Entries from an annotation dataset
>>

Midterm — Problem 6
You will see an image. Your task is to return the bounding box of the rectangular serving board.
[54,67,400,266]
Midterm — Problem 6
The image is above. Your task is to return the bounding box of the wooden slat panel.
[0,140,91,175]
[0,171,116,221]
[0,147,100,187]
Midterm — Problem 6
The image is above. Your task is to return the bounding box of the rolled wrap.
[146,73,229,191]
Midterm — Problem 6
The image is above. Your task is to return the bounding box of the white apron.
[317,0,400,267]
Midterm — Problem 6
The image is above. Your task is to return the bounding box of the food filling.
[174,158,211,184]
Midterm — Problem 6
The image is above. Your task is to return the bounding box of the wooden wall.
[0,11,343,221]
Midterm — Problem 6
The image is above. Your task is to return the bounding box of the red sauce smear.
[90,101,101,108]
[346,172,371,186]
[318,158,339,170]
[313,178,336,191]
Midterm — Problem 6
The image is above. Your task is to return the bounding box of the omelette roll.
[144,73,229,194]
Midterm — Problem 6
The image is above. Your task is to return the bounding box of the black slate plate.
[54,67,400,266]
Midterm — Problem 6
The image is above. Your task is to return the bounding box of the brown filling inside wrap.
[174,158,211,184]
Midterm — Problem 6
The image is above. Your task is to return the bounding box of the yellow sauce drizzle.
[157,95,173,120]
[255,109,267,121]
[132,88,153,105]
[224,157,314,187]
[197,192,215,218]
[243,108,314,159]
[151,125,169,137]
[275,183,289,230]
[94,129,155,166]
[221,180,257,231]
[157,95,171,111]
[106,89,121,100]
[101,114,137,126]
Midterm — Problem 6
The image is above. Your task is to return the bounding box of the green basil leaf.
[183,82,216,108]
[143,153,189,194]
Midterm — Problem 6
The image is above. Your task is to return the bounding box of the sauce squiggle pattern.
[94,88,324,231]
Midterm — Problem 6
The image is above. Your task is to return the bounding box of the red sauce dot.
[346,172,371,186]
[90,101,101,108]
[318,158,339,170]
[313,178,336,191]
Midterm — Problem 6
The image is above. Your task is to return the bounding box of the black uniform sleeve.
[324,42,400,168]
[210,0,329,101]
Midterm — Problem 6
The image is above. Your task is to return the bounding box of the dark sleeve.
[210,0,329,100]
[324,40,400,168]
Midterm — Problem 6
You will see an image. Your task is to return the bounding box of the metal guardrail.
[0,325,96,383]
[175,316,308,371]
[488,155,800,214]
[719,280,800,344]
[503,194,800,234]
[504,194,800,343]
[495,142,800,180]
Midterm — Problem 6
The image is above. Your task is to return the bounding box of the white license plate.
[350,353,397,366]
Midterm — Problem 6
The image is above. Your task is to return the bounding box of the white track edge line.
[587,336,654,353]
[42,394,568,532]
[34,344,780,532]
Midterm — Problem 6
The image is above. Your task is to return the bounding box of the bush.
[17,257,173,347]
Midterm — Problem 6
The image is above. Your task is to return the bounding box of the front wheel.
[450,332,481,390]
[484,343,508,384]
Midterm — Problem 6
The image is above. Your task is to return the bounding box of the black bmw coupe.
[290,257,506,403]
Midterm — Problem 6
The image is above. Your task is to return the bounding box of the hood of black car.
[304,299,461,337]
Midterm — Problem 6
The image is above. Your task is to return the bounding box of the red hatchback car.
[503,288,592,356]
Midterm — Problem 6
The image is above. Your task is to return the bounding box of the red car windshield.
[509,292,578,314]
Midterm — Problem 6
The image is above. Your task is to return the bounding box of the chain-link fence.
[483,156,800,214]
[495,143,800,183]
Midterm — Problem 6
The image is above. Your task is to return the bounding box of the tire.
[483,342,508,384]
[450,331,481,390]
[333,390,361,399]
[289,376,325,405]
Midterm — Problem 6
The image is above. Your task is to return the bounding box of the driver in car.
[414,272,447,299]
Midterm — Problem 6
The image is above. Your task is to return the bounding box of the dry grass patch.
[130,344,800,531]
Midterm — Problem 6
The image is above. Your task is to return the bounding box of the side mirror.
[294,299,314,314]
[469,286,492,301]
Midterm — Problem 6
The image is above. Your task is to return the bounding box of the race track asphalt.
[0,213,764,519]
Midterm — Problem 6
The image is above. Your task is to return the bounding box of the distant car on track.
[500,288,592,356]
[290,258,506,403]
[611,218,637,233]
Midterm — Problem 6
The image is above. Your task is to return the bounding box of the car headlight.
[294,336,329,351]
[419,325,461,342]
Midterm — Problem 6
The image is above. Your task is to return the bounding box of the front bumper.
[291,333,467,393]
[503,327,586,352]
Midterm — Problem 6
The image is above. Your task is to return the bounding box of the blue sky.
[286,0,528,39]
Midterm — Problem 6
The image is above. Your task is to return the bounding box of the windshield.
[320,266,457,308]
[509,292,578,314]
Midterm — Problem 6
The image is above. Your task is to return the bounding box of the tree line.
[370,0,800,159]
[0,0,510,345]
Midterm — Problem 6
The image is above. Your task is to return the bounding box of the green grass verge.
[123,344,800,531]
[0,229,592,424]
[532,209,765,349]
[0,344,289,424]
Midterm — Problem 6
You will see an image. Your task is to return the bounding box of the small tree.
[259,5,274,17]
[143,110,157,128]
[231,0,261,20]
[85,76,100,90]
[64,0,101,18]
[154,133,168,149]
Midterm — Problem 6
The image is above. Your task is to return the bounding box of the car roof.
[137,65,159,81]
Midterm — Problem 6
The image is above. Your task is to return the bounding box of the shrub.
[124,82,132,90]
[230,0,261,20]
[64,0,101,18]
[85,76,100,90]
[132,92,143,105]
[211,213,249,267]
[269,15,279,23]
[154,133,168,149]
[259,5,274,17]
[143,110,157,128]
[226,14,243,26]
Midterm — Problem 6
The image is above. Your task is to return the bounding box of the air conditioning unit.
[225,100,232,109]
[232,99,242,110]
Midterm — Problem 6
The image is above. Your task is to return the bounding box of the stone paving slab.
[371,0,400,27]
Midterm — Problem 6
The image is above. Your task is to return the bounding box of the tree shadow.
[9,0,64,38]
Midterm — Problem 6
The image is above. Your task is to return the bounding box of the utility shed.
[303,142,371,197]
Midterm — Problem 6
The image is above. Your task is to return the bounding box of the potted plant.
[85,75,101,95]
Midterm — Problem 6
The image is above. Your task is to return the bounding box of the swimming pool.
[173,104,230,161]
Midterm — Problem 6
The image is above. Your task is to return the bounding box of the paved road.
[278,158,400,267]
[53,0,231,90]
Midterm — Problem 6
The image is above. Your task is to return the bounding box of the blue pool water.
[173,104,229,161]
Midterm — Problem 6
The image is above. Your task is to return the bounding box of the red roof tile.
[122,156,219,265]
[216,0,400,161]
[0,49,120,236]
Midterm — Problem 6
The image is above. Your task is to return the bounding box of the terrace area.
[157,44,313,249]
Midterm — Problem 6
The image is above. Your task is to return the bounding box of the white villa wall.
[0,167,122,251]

<<

**TASK DESCRIPTION**
Please reproduce all of the material above line for line, with nothing changed, added, or left out.

**ANSWER**
Midterm — Problem 6
You will see an image. Your task is to return the bounding box of the rectangular serving board.
[54,67,400,266]
Midterm — Problem 6
The image is above. Your task is to return the bounding box of the wooden slat panel.
[0,140,91,175]
[0,171,116,221]
[0,147,100,187]
Midterm — Problem 6
The image is above. Your task is to return the bounding box of the rolled wrap.
[146,73,229,191]
Midterm — Problem 6
The image is above. Your task is to return the bounding box of the white apron.
[317,0,400,267]
Midterm — Problem 6
The image is above. Your task is to return the bounding box of the food filling.
[174,158,211,184]
Midterm — Problem 6
The image is above. Your task is to return the bounding box of the wooden wall.
[0,11,343,221]
Midterm — Problem 6
The image is above. Your task is to return the bounding box of the red sauce smear.
[90,101,101,108]
[346,172,371,186]
[318,158,339,170]
[313,178,336,191]
Midterm — Problem 6
The image is above. Your task is to return the bounding box of the omelette roll.
[144,73,229,194]
Midterm — Problem 6
The image is above. Your task is to return the bounding box of the black slate plate.
[54,67,400,266]
Midterm — Problem 6
The image is above. Your task is to return the bounding box of the brown filling inside wrap.
[174,158,211,184]
Midterm — Problem 6
The image is above. Your task is to return the bounding box of the yellow sauce drizzle.
[157,95,173,120]
[255,109,267,121]
[132,88,153,105]
[224,157,314,187]
[197,192,215,218]
[243,108,314,159]
[151,125,169,137]
[275,183,289,230]
[94,129,155,166]
[221,180,257,231]
[157,95,171,111]
[106,89,121,100]
[101,114,137,126]
Midterm — Problem 6
The image is above. Your task is to return the bounding box of the green basil leaf.
[183,82,216,108]
[143,153,189,194]
Midterm — Problem 6
The image is above. Your task is to return the bounding box of the sauce squiggle pattern.
[94,88,324,231]
Midterm — Problem 6
The image is above. Your task is to return the bounding box of the red sauce dot.
[346,172,371,186]
[90,101,101,108]
[318,158,339,170]
[313,178,336,191]
Midterm — Problem 6
The image is above. Your task is to return the bounding box of the black uniform sleeve.
[324,42,400,168]
[210,0,329,101]
Midterm — Problem 6
The image is above. Your task is to return the bounding box of the dark sleeve.
[210,0,329,100]
[324,40,400,168]
Midterm — Problem 6
You will see an image. Your task is to return the bounding box of the metal guardrail.
[0,325,96,383]
[175,316,308,371]
[488,155,800,214]
[719,280,800,344]
[503,194,800,234]
[504,194,800,343]
[495,142,800,180]
Midterm — Problem 6
The image is above. Your task is to return the bounding box of the white license plate.
[350,353,397,366]
Midterm — Problem 6
The image is above. Your task is to return the bounding box of the white track edge line.
[587,336,654,353]
[42,394,568,532]
[34,344,780,532]
Midterm — Problem 6
The image is above. Your task is to return the bounding box of the bush.
[17,257,173,347]
Midterm — Problem 6
The image is above. Your task is to return the bounding box of the front wheel.
[450,332,481,390]
[484,343,508,384]
Midterm — Problem 6
The image is above. Your task is to return the bounding box of the black bmw coupe.
[290,257,506,403]
Midterm — Problem 6
The image is above. Your task is to return the bounding box of the hood of black car.
[304,299,461,337]
Midterm — Problem 6
The image is above. Your task is to return the bounding box of the red hatchback car.
[503,288,592,356]
Midterm — Problem 6
The image is above. Your task is to return the bounding box of the red car windshield.
[509,292,578,314]
Midterm — Problem 6
The image is above. Your task is to return the bounding box of the chain-link fence.
[483,156,800,214]
[495,143,800,183]
Midterm — Problem 6
The image is above. Your task is to return the bounding box of the tire.
[483,342,508,384]
[450,331,481,390]
[333,390,361,399]
[289,376,325,405]
Midterm — Problem 6
The image is above. Your task is to return the bounding box of the driver in car.
[414,272,447,299]
Midterm — Problem 6
The image is above. Your task is to return the bounding box of the dry grass patch.
[130,344,800,531]
Midterm — Problem 6
The image is above. Your task is to return the bounding box of the side mirror.
[294,299,314,314]
[469,286,492,301]
Midterm — Problem 6
The image is above. Your task is to return the bounding box of the race track asphalt.
[0,213,764,519]
Midterm — Problem 6
The image is above. Your task is to return the bounding box of the distant car on track.
[500,288,592,356]
[290,258,506,403]
[611,218,637,233]
Midterm — Problem 6
The image is above. Your task is to return the bounding box of the car headlight.
[294,336,329,351]
[419,325,461,342]
Midterm — Problem 6
The image is above. Your task is to return the bounding box of the front bumper.
[291,333,467,393]
[503,327,586,352]
Midterm — Problem 6
The image is above. Your task is to return the bounding box of the blue sky.
[286,0,528,39]
Midterm — Problem 6
The image is above. Your task is to return the bounding box of the windshield.
[320,266,457,308]
[509,292,578,314]
Midterm — Problem 6
The image is above. Your task is to return the bounding box of the tree line.
[370,0,800,159]
[0,0,510,345]
Midterm — Problem 6
The image is above. Your task is to return the bounding box of the green grass verge.
[123,344,800,531]
[0,229,592,424]
[532,209,765,349]
[0,344,289,424]
Midterm — Problem 6
You will see an image. Your task is to return the bounding box of the small tree.
[259,5,274,17]
[143,110,157,128]
[231,0,261,20]
[85,76,100,90]
[64,0,101,18]
[154,133,168,149]
Midterm — Problem 6
The image is above. Your task is to return the bounding box of the car roof.
[137,65,159,81]
Midterm — Problem 6
The image is above. Your task is to return the bounding box of the shrub.
[124,82,132,90]
[230,0,261,20]
[64,0,101,18]
[85,76,100,90]
[132,92,143,105]
[211,213,249,267]
[269,15,279,23]
[154,133,168,149]
[259,5,274,17]
[143,110,157,128]
[226,14,243,26]
Midterm — Problem 6
The image is above. Your task is to return the bounding box of the air conditioning unit.
[225,100,232,109]
[232,99,242,110]
Midterm — Problem 6
The image is above. Your task is to return the bounding box of the stone paving slab.
[371,0,400,27]
Midterm — Problem 6
The image is above. Your task is to return the bounding box of the tree shadow.
[9,0,64,38]
Midterm — Problem 6
The image is above. Your task is to return the bounding box of the utility shed.
[303,142,371,197]
Midterm — Problem 6
The image is above. Your task is to return the bounding box of the potted plant.
[85,75,101,95]
Midterm — Problem 6
The image is above. Your task is to return the bounding box of the swimming pool.
[173,104,230,161]
Midterm — Problem 6
The image is above. Your task is to return the bounding box of the paved road.
[278,158,400,267]
[53,0,231,90]
Midterm — Problem 6
The image is above. Your task is to return the bounding box of the blue pool water.
[173,104,229,161]
Midterm — Problem 6
The image is above. Your task is to return the bounding box of the red roof tile.
[122,156,219,265]
[216,0,400,161]
[0,49,120,236]
Midterm — Problem 6
The image is above. Your task is to return the bounding box of the terrace area.
[157,44,313,249]
Midterm — Problem 6
The image is above. Your task is to return the bounding box of the white villa wall.
[0,167,122,251]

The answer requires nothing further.